Ditos e Escritos V - A Aceitação das teses psiquiátricas pelos juristas

Com base no que foi dito no estudo anterior, se poderia pensar que os homens do direito aceitaram tais propostas psiquiátricas por credibilidade científica. Porém, não é o que pensa Foucault.

De saída, ele nota que os magistrados e juristas contestavam a tese da loucura absoluta que poderia municiar advogados de defesa. Já que, em regra, boa parte dos crime violentos poderia apresentar aspectos capazes de suscitar indagação de loucura.

Alem disso, ele observa que os códigos surgidos no século XIX pouco mudaram em relação aos do período napoleônico. Lá já havia a previsão da irresponsabilidade do louco. Eles sequer incluíram explicitamente o papel do perito psiquiátrico na apuração da loucura.

Contudo, a psiquiatria se estabeleceu. E Foucault apresenta suas hipóteses quanto ao porquê.

Primeiro, ele nega que a psiquiatria tenha sido vista como evolução da teoria da irresponsabilidade dos loucos, como visto acima.

Segundo, que houve o ajuste de duas necessidades. A da higiene pública, que reclamava o desenvolvimento da medicina psiquiátrica e sua ativa presença na sociedade. Outra, a da consolidação da pena como instrumento de correção social. Ora, punir incorrigíveis tiraria a eficácia simbólica da pena e seu respeito pela sociedade.

Dados apresentados »
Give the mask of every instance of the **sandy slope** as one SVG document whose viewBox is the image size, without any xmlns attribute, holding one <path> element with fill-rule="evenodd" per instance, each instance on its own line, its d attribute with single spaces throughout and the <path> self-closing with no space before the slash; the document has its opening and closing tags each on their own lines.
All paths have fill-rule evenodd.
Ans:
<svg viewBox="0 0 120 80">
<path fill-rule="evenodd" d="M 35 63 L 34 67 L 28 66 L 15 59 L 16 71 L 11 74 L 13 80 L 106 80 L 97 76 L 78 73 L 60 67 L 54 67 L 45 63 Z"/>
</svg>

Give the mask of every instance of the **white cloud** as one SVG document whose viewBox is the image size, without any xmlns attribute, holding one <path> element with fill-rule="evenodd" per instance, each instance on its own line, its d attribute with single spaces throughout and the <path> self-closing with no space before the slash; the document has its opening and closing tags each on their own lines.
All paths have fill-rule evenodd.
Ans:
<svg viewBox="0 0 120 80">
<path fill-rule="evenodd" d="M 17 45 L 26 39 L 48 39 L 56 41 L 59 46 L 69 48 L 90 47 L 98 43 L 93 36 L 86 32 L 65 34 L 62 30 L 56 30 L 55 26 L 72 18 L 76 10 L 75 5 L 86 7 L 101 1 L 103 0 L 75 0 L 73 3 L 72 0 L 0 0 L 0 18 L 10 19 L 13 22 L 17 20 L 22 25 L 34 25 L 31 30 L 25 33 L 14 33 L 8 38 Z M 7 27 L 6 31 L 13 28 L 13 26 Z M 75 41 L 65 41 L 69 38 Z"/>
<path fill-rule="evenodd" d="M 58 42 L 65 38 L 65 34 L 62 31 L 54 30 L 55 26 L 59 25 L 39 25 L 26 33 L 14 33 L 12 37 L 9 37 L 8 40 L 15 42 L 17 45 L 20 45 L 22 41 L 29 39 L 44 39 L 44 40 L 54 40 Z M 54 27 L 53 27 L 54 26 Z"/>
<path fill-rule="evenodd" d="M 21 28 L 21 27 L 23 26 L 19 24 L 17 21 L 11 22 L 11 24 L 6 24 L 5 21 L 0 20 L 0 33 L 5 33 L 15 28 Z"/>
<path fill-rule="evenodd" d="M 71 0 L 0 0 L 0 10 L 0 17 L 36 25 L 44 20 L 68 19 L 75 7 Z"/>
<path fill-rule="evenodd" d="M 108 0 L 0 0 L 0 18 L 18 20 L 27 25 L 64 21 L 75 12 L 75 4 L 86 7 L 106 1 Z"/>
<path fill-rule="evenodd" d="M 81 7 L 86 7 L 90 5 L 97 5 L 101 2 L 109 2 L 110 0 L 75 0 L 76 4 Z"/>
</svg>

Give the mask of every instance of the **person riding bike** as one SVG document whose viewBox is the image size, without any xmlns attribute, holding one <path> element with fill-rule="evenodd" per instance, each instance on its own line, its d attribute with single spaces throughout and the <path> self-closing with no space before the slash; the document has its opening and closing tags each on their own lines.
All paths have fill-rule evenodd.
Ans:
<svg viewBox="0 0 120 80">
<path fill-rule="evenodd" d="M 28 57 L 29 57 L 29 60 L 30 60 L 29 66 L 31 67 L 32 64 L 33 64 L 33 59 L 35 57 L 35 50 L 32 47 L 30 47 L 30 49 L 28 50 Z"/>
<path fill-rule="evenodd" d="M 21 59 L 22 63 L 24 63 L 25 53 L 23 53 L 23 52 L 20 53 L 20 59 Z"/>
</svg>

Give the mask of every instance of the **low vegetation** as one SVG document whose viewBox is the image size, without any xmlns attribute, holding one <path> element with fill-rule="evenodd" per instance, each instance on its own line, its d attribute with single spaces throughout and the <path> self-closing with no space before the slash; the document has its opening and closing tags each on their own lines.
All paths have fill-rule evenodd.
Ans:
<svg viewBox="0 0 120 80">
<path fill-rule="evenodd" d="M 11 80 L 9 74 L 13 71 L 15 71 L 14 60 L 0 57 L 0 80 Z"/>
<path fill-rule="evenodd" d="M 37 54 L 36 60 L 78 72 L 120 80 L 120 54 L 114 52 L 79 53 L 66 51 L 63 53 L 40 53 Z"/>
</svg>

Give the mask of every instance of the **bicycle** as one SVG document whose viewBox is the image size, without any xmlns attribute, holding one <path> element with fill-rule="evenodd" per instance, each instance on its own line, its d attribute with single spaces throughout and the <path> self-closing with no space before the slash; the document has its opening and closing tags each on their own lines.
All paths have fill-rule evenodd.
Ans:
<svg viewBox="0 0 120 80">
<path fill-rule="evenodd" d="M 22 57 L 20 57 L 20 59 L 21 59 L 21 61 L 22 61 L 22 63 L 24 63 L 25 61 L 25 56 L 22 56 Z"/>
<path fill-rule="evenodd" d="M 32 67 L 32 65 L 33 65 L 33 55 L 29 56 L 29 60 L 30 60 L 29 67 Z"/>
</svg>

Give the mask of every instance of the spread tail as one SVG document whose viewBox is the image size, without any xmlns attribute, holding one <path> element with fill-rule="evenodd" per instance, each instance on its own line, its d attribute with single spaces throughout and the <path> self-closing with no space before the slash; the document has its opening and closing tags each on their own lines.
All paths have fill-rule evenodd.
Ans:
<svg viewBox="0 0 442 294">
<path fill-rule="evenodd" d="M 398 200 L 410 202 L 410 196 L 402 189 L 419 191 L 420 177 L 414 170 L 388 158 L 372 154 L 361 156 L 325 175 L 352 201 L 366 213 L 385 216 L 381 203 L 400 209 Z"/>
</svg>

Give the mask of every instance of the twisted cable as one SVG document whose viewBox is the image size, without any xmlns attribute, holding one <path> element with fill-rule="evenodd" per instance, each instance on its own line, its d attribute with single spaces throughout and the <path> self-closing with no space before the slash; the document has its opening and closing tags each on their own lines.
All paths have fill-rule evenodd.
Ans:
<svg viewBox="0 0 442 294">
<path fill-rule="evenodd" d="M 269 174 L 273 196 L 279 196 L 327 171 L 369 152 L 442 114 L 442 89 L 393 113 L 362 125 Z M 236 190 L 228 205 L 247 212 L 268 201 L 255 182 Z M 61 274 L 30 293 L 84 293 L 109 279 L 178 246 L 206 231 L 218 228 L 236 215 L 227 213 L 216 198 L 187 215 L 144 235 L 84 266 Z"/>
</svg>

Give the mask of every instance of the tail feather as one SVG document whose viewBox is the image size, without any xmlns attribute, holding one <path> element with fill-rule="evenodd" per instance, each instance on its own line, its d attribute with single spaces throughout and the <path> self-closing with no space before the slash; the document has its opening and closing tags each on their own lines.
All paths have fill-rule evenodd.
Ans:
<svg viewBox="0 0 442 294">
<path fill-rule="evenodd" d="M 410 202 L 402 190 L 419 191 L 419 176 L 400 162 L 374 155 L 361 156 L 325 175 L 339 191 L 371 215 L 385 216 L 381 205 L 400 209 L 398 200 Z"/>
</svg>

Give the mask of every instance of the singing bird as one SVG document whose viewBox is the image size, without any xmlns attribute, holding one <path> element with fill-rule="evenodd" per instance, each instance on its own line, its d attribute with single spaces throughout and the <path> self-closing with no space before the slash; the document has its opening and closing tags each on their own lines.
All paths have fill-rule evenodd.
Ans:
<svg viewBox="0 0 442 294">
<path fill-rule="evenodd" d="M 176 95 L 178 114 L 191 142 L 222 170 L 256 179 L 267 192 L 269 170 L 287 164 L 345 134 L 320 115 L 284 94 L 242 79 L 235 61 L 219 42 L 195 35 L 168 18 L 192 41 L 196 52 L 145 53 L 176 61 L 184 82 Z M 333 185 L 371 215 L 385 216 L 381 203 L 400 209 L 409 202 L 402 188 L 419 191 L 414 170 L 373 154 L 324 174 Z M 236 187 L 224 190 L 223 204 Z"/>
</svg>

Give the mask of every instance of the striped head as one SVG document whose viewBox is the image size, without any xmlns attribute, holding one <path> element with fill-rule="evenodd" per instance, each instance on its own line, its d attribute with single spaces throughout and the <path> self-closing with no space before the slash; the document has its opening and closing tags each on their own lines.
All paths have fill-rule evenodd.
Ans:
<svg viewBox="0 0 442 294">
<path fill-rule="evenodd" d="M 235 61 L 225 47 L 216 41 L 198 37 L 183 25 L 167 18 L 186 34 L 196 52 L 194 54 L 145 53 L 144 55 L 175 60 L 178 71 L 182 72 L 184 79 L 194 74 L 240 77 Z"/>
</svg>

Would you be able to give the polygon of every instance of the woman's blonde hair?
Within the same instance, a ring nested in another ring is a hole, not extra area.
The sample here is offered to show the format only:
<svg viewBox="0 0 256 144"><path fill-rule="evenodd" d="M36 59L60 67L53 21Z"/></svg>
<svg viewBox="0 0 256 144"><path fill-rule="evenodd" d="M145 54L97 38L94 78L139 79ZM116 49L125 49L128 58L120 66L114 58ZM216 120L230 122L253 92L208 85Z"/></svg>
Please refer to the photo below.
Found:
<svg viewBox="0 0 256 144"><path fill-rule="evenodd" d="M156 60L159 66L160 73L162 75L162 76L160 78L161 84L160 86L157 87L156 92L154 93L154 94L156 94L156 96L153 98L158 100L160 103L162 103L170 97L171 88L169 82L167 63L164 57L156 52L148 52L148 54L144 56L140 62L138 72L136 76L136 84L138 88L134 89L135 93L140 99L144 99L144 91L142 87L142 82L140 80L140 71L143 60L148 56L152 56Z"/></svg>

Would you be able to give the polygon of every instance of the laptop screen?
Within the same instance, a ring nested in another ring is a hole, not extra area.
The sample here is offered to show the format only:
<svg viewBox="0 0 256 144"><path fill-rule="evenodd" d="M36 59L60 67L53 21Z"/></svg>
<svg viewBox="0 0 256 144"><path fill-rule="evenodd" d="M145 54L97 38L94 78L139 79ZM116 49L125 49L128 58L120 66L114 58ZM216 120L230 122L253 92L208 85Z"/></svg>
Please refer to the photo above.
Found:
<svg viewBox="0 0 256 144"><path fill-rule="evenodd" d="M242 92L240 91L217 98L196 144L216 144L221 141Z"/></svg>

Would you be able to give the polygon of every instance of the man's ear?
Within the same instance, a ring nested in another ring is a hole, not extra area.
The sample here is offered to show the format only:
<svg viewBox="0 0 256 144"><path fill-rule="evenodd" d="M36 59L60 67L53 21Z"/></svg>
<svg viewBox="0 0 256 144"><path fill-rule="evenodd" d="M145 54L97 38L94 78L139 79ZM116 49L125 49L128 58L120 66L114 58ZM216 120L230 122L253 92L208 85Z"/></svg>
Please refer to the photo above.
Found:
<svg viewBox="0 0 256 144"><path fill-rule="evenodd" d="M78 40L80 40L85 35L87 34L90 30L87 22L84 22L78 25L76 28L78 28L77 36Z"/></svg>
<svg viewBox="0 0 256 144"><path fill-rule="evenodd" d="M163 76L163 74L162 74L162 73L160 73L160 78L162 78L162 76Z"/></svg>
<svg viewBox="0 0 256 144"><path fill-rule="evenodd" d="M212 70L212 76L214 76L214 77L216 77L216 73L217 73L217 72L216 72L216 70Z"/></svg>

Instruções de trabalho »
1) Com base no texto sobre as teses psiquiátricas, explique em uma a três frases por que os magistrados e juristas contestavam a tese da loucura absoluta.
2) Retome o texto sobre as teses psiquiátricas a partir do ponto em que ele termina.
A listagem não tem relação com o texto sobre as teses psiquiátricas.

Respostas às tarefas »
1) Eles a contestavam porque essa tese poderia municiar advogados de defesa. Em regra, boa parte dos crimes violentos poderia apresentar aspectos capazes de suscitar indagação de loucura.

2)
Terceiro, que estas duas necessidades se ligam ao dispositivo de poder da sociedade industrial, cujo alvo é controlar o corpo social e o corpo dos indivíduos.

Quarto, o crime monstruoso e sem motivo é norte comum da definição psiquiátrica de loucura e noção de periculosidade social da loucura, além de fornecer ao jurista um escape ante ao problema de punir um crime sem sentido..

Quinto, surge a ideia do homem perigoso. Aquele que é julgado previamente apto a cometer crimes, que deve receber tratamento ou intervenção prévias do estado.


Sexto, a mudança na teoria da responsabilidade criminal. Antes, como no direito civil, bastava liberdade, consciência e sanidade para ser responsável. Agora, é preciso analisar, no crime, a motivação dos atos, a relação daquele ato com a história do indivíduo, seu caráter, etc. Se não há esta ligação, há loucura, há isenção de pena.